(TEXT EXCERPT)
Fiona Davies

Summary Bio

 

www.fionadavies.com.au

www.bloodonsilk.com

My current art practice is a cross disciplinary and cross community collaborative investigation of the processes of medicalised dying in ICU. Grounded in my personal experience of the death of my father after four and a half months in ICU, I combine that emotional landscape with contemporary or historical medical practices – specifically, the definitions of death, the materiality of blood and body parts and the processes of surveillance. This is an ongoing project – Blood on Silk started in 2009 in collaboration with the late physicist Dr Peter Domachuk. I am soon to complete a PhD at the University of Sydney. I hold a B.Sc, UNSW), a Bachelor of Visual Art (UWS) and was awarded a MFA from Monash University

In 2017 I have undertaken the first Turbine Hall commission at Casula Powerhouse, Blood on Silk: Last Seen curated by Lizzy Marshall; exhibited in Governance at Old Government House, Parramatta, participated in three Kiosk exhibitions for MAP in the Blue Mountains and exhibited in Blood Attract and Repel at the Science Gallery, Melbourne curated by Dr. Ryan Jefferies. The year before I was awarded a residency by the German State of Bavaria in 2016 for a series of exhibitions and public programs at Das KloHäuschen, Munich; a residency and exhibition within the Tufts Silk Biomedical and Engineering Laboratory, Boston; in 2014 an exhibition at Campbelltown Arts Centre of six of the early major works of the Blood on Silk project; an extensive exhibition and public program at the State Silk Museum in Tbilisi Georgia and a major installation and symposium at UCA, Farnham, UK.
(End TEXT EXCERPT)
(DATA SHOWN)
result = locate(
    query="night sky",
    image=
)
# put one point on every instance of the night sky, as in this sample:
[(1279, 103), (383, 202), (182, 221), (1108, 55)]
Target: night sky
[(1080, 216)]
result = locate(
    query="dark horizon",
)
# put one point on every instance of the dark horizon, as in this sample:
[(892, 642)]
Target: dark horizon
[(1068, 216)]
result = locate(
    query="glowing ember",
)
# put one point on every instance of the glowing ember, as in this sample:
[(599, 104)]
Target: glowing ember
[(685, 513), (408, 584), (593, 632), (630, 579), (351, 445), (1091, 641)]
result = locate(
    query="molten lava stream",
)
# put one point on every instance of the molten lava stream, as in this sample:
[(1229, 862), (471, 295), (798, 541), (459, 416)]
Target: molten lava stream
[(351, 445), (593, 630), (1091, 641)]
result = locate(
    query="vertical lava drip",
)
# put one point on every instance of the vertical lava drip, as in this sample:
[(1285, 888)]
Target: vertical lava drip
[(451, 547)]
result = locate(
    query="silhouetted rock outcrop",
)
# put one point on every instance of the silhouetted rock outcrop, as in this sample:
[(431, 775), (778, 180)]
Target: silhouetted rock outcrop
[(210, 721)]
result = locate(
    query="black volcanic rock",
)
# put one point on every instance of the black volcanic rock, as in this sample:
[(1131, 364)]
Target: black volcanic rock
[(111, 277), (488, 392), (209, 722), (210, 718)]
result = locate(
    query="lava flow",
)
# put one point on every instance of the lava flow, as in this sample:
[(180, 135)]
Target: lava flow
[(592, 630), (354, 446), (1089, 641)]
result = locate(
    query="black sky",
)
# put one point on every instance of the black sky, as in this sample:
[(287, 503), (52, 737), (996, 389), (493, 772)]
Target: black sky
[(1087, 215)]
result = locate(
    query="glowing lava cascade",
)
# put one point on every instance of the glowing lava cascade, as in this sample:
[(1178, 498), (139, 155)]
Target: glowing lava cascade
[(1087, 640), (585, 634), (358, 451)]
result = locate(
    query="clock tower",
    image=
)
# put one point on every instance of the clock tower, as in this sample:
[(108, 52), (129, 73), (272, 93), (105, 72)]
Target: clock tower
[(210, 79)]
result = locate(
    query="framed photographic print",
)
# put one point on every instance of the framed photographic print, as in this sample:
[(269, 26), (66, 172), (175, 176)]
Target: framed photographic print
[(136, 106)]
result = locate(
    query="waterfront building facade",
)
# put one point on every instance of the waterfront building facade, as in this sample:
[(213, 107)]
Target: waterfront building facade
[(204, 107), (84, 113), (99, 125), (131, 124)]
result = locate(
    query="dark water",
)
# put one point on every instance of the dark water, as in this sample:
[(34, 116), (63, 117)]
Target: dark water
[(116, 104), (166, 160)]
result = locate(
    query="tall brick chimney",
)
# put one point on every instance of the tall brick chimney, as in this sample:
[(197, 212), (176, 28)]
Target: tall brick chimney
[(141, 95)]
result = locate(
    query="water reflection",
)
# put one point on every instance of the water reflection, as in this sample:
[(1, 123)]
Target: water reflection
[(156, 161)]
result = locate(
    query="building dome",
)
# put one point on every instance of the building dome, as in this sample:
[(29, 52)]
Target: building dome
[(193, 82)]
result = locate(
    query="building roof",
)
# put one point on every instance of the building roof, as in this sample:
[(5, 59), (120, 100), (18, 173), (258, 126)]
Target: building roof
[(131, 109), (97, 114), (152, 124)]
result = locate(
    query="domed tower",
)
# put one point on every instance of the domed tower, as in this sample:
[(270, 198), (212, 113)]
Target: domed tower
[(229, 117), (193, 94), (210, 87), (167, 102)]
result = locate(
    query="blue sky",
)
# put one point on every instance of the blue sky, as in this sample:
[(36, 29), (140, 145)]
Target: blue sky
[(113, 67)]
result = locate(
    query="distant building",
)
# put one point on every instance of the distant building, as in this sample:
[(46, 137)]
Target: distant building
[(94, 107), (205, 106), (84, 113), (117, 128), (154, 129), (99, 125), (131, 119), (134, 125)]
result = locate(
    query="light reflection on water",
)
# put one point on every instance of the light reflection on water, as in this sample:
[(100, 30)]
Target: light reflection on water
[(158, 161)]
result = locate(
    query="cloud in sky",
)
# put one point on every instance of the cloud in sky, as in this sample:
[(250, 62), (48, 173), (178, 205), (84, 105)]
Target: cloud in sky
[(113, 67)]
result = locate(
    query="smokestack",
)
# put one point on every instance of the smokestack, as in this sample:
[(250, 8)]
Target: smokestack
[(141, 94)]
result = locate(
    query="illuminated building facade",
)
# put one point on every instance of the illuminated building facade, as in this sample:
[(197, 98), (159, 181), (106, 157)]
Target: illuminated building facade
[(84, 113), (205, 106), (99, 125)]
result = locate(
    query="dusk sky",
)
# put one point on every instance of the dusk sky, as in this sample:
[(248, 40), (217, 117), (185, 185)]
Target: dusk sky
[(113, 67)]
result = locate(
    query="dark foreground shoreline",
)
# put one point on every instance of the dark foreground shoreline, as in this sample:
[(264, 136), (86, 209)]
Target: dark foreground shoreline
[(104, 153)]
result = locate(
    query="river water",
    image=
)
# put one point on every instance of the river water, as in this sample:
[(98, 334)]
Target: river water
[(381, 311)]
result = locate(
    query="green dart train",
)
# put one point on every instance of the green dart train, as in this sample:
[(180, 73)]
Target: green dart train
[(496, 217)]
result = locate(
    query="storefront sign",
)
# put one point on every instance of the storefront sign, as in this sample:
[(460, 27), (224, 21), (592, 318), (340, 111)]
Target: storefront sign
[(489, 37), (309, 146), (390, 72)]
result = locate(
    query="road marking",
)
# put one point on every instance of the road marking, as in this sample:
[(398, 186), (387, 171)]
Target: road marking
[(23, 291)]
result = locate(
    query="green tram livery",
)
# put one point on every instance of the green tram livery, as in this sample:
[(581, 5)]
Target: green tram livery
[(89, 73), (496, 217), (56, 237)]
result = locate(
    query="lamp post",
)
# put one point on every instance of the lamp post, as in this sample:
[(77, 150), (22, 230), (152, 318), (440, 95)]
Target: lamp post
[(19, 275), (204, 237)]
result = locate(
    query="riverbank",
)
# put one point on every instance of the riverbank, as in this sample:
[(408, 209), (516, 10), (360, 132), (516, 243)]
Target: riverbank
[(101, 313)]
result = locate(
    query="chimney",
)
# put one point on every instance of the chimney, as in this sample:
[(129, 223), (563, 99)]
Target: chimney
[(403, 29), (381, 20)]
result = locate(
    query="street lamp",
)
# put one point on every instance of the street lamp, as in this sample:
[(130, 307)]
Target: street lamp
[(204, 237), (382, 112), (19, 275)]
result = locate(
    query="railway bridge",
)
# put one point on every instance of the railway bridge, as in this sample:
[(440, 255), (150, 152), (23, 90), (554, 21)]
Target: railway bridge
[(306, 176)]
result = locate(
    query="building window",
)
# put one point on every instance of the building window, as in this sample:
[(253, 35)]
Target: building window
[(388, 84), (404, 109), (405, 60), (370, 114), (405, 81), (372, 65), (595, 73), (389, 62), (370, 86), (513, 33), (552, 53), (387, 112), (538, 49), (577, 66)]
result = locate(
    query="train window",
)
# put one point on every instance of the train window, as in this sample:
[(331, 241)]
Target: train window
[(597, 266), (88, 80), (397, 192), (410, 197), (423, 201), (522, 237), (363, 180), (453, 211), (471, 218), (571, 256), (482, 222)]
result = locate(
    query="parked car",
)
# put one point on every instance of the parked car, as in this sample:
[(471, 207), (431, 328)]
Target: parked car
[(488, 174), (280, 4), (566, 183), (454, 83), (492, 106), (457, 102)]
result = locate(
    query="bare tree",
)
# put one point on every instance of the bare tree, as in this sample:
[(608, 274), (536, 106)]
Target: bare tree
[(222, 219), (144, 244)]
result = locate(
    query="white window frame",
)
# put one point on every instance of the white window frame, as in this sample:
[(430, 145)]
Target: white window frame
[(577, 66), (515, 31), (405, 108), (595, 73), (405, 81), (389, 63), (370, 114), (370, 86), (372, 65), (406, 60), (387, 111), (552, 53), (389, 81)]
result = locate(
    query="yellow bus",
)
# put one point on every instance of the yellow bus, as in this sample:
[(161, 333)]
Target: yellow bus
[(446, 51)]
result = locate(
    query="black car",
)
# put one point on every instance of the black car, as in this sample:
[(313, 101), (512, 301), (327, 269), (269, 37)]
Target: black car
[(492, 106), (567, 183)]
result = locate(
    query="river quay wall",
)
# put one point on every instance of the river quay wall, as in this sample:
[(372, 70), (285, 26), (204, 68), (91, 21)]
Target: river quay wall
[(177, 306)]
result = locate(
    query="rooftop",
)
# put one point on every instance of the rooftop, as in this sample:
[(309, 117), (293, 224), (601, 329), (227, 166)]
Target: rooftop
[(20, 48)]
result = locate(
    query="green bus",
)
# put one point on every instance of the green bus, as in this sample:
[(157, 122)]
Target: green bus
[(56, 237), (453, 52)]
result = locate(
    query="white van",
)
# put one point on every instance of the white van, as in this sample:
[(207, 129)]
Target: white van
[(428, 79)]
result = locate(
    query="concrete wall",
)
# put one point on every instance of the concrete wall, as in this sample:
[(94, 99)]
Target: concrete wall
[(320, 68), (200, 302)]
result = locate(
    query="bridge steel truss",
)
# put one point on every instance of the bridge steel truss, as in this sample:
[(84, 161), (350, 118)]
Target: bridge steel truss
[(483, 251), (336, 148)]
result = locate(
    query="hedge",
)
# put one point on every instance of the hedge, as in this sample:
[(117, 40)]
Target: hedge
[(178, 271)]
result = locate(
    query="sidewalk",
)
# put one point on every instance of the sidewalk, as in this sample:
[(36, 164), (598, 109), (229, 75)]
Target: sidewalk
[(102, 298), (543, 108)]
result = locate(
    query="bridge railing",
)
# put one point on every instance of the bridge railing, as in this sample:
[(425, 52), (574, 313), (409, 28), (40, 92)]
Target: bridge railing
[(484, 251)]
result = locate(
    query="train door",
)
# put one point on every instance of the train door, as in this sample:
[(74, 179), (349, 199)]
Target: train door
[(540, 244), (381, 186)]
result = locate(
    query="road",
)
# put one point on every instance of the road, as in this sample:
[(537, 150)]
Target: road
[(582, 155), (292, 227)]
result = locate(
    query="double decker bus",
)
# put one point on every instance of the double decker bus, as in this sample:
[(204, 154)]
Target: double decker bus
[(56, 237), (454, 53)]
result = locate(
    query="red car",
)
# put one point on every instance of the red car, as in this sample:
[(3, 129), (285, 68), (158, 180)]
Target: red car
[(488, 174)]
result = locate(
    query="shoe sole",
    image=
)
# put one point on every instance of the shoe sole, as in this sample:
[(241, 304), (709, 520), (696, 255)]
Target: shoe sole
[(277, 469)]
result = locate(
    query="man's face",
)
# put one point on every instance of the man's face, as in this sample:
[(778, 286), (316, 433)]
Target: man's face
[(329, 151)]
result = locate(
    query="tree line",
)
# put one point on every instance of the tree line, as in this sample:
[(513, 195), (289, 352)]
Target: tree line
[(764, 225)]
(End DATA SHOWN)
• [REQUIRED ACTIONS]
(A) From the summary bio, list every venue or organization where the artist's 2017 commissions and exhibitions took place.
(B) Transcribe the summary bio between "In 2017 I have" and "UCA, Farnham, UK.", inclusive.

• [EXERCISE RESPONSES]
(A)
- Turbine Hall, Casula Powerhouse
- Old Government House, Parramatta
- MAP in the Blue Mountains (Kiosk exhibitions)
- Science Gallery, Melbourne

(B)
In 2017 I have undertaken the first Turbine Hall commission at Casula Powerhouse, Blood on Silk: Last Seen curated by Lizzy Marshall; exhibited in Governance at Old Government House, Parramatta, participated in three Kiosk exhibitions for MAP in the Blue Mountains and exhibited in Blood Attract and Repel at the Science Gallery, Melbourne curated by Dr. Ryan Jefferies. The year before I was awarded a residency by the German State of Bavaria in 2016 for a series of exhibitions and public programs at Das KloHäuschen, Munich; a residency and exhibition within the Tufts Silk Biomedical and Engineering Laboratory, Boston; in 2014 an exhibition at Campbelltown Arts Centre of six of the early major works of the Blood on Silk project; an extensive exhibition and public program at the State Silk Museum in Tbilisi Georgia and a major installation and symposium at UCA, Farnham, UK.